▸ Task to carry out: Output exactly, please, the lines of the records below from the one containing "[tag] speckled stone" through the final line.

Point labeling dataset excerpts
========================================================================
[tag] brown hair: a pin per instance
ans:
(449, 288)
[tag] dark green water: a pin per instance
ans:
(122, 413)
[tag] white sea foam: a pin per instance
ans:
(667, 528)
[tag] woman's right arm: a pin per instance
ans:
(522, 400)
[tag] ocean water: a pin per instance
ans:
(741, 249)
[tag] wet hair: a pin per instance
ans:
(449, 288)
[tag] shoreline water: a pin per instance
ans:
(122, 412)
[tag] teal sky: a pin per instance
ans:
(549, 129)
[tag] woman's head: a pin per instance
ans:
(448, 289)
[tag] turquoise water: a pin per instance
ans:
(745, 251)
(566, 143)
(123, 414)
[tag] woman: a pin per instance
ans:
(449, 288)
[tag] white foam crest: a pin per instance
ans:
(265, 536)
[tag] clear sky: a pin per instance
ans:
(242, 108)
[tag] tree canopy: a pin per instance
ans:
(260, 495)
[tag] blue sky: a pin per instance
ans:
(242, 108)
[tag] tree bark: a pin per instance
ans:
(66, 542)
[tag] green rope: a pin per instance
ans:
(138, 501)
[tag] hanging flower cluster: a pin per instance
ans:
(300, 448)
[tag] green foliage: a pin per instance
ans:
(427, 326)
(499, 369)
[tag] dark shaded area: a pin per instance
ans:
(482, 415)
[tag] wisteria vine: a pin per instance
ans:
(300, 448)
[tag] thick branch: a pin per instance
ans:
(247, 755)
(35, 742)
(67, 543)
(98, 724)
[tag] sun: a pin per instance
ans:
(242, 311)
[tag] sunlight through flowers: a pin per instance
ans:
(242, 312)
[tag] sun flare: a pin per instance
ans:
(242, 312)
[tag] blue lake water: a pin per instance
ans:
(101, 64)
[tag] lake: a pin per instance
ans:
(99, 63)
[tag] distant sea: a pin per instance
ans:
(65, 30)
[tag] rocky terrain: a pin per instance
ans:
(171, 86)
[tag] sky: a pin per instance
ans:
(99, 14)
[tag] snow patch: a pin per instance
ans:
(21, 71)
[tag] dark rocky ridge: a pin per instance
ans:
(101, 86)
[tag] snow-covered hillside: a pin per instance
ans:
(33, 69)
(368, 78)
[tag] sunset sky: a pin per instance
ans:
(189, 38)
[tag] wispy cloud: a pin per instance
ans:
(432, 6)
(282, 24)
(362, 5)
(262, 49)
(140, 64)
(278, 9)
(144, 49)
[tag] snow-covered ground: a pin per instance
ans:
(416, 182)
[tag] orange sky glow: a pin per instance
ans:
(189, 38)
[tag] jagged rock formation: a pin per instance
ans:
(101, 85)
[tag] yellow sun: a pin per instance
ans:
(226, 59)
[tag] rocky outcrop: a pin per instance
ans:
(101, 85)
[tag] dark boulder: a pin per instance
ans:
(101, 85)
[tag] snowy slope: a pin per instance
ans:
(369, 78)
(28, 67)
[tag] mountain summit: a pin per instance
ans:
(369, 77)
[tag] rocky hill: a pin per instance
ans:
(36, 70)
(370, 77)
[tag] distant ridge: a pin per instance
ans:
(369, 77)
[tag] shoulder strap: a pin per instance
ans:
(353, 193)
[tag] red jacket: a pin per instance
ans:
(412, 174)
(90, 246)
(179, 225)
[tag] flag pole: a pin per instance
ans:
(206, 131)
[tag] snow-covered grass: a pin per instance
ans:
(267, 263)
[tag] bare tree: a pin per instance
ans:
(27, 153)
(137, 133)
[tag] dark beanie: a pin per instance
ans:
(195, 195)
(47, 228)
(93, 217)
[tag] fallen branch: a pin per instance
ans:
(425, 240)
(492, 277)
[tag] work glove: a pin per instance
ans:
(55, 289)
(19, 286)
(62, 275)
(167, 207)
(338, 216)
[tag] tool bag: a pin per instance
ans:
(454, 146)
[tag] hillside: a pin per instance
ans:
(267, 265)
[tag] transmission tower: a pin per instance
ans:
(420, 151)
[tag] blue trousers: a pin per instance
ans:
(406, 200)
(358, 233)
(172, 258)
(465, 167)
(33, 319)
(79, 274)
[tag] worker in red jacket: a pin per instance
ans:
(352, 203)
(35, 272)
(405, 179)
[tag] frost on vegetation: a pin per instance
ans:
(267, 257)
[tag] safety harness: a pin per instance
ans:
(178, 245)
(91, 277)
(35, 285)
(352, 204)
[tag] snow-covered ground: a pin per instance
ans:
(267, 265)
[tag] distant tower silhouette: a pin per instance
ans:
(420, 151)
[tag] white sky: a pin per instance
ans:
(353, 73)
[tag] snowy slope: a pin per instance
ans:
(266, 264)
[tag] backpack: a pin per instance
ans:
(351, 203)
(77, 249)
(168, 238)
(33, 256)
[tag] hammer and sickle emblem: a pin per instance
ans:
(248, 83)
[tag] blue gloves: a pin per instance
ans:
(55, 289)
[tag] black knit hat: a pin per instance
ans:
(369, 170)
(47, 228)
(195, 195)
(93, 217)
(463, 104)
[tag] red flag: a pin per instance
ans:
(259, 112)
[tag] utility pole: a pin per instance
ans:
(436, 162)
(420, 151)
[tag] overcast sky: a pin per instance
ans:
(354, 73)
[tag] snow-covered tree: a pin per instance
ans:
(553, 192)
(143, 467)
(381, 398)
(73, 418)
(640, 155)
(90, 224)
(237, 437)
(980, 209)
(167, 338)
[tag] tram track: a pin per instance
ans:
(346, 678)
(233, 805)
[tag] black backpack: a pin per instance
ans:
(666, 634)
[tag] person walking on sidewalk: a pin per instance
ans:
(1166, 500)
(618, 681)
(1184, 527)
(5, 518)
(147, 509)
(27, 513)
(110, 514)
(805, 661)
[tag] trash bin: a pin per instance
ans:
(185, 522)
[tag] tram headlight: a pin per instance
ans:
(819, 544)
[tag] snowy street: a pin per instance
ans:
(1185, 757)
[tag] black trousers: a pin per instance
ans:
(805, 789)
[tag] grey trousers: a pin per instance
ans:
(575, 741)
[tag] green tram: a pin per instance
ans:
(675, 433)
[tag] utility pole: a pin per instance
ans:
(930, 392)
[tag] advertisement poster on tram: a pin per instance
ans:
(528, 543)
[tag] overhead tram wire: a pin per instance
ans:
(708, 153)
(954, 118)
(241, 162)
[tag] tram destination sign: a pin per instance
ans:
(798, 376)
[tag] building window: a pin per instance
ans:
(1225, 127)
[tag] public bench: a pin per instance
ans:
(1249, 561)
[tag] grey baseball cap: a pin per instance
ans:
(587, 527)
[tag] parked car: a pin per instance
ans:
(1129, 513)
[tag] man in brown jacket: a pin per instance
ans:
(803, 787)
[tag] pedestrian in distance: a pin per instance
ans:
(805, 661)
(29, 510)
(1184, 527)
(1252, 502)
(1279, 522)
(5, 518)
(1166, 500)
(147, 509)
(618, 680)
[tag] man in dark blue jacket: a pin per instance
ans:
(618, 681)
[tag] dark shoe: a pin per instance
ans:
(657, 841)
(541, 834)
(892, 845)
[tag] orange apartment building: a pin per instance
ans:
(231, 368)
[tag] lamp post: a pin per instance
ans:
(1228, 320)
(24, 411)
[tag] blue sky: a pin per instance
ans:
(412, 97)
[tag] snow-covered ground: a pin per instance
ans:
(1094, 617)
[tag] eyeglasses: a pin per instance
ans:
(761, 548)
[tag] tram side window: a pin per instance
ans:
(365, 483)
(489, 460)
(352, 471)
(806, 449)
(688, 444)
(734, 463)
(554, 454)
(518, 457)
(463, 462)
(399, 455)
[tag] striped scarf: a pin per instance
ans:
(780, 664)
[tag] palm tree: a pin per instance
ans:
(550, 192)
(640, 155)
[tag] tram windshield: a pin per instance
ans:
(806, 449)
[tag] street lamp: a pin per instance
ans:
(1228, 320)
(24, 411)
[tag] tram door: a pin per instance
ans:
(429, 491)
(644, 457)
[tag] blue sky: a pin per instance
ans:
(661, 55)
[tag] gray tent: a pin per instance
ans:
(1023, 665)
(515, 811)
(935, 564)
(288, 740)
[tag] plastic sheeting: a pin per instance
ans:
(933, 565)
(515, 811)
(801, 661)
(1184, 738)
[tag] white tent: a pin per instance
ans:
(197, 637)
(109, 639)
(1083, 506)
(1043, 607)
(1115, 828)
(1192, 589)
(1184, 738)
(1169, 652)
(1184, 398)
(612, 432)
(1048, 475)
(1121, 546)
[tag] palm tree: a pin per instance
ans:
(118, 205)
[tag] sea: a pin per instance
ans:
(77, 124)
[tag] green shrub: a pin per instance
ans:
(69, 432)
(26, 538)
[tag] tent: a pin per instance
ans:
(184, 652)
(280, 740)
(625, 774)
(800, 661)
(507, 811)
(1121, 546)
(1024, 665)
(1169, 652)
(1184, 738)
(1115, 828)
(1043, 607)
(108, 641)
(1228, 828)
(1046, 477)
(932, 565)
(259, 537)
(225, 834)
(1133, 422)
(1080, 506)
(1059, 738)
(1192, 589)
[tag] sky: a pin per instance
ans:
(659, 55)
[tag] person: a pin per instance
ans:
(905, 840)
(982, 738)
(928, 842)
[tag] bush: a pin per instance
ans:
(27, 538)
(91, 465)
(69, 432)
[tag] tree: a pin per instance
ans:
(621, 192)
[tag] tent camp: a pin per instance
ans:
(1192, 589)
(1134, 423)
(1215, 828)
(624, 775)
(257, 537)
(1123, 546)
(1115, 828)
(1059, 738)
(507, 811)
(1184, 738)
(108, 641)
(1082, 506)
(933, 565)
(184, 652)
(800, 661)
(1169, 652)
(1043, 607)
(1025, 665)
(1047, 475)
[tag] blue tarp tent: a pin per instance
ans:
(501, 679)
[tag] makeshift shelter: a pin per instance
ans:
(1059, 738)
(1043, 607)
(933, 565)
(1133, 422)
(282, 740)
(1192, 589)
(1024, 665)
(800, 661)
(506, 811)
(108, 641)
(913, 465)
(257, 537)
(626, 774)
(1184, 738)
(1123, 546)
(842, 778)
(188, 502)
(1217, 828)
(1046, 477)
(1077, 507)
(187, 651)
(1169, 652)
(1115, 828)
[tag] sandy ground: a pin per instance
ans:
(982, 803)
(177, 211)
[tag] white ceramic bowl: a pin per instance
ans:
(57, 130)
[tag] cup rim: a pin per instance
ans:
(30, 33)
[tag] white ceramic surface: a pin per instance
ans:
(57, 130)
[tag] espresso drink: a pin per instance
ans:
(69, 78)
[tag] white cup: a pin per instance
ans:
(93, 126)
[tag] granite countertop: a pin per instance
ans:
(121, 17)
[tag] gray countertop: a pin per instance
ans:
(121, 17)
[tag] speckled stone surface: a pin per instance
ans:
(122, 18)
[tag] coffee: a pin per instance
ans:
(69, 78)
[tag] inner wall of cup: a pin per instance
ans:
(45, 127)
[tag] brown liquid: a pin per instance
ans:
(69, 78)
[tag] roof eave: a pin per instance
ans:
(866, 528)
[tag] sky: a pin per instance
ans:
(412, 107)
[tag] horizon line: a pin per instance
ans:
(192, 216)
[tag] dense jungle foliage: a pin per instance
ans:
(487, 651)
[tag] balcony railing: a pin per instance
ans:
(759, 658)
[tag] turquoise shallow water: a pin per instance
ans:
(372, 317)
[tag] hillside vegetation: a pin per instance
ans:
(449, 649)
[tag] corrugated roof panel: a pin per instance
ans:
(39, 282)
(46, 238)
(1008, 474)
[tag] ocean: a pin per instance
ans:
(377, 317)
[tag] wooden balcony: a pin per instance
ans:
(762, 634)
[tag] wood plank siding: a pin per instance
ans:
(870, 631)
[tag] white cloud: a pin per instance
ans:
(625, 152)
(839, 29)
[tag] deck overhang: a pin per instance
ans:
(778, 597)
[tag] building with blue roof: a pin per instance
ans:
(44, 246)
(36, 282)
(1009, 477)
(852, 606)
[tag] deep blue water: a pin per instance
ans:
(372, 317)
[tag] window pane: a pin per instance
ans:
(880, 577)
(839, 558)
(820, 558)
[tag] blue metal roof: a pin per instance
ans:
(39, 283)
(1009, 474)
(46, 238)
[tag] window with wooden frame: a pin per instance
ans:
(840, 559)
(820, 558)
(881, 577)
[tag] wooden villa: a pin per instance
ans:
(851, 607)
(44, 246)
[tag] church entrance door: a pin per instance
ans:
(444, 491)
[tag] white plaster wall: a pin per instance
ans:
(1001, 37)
========================================================================
▸ Solved problem:
[tag] speckled stone surface: a pin per instance
ans:
(122, 18)
[tag] coffee: a pin per instance
ans:
(69, 78)
[tag] inner wall of cup: a pin per instance
ans:
(45, 127)
[tag] brown liquid: a pin per instance
ans:
(69, 78)
[tag] roof eave: a pin per instance
ans:
(866, 528)
[tag] sky: a pin per instance
ans:
(412, 107)
[tag] horizon line: a pin per instance
ans:
(192, 216)
[tag] dense jungle foliage: a pin per instance
ans:
(487, 651)
[tag] balcony railing: a pin per instance
ans:
(759, 658)
[tag] turquoise shallow water: a pin per instance
ans:
(372, 317)
[tag] hillside vegetation: a pin per instance
ans:
(449, 649)
[tag] corrugated roof panel: a pin per instance
ans:
(39, 282)
(46, 238)
(1008, 474)
[tag] ocean: a pin per instance
ans:
(377, 317)
[tag] wooden balcony: a pin per instance
ans:
(762, 634)
[tag] wood plank siding: a pin per instance
ans:
(870, 631)
[tag] white cloud: a pin per instance
ans:
(625, 152)
(839, 29)
[tag] deck overhang: a pin per instance
ans:
(778, 597)
[tag] building with blue roof: a pin per instance
ans:
(44, 246)
(36, 282)
(1009, 477)
(852, 606)
[tag] deep blue water: a pin per instance
ans:
(372, 317)
[tag] window pane: a pin per instance
ans:
(880, 577)
(839, 558)
(820, 558)
[tag] blue metal roof: a pin per instance
ans:
(39, 283)
(1009, 474)
(46, 238)
[tag] window with wooden frame: a pin per instance
ans:
(840, 559)
(820, 558)
(881, 577)
[tag] wooden villa: a pin per instance
ans:
(851, 607)
(44, 246)
[tag] church entrance door: a pin per instance
ans:
(444, 491)
[tag] white plaster wall: a pin per instance
ans:
(1001, 37)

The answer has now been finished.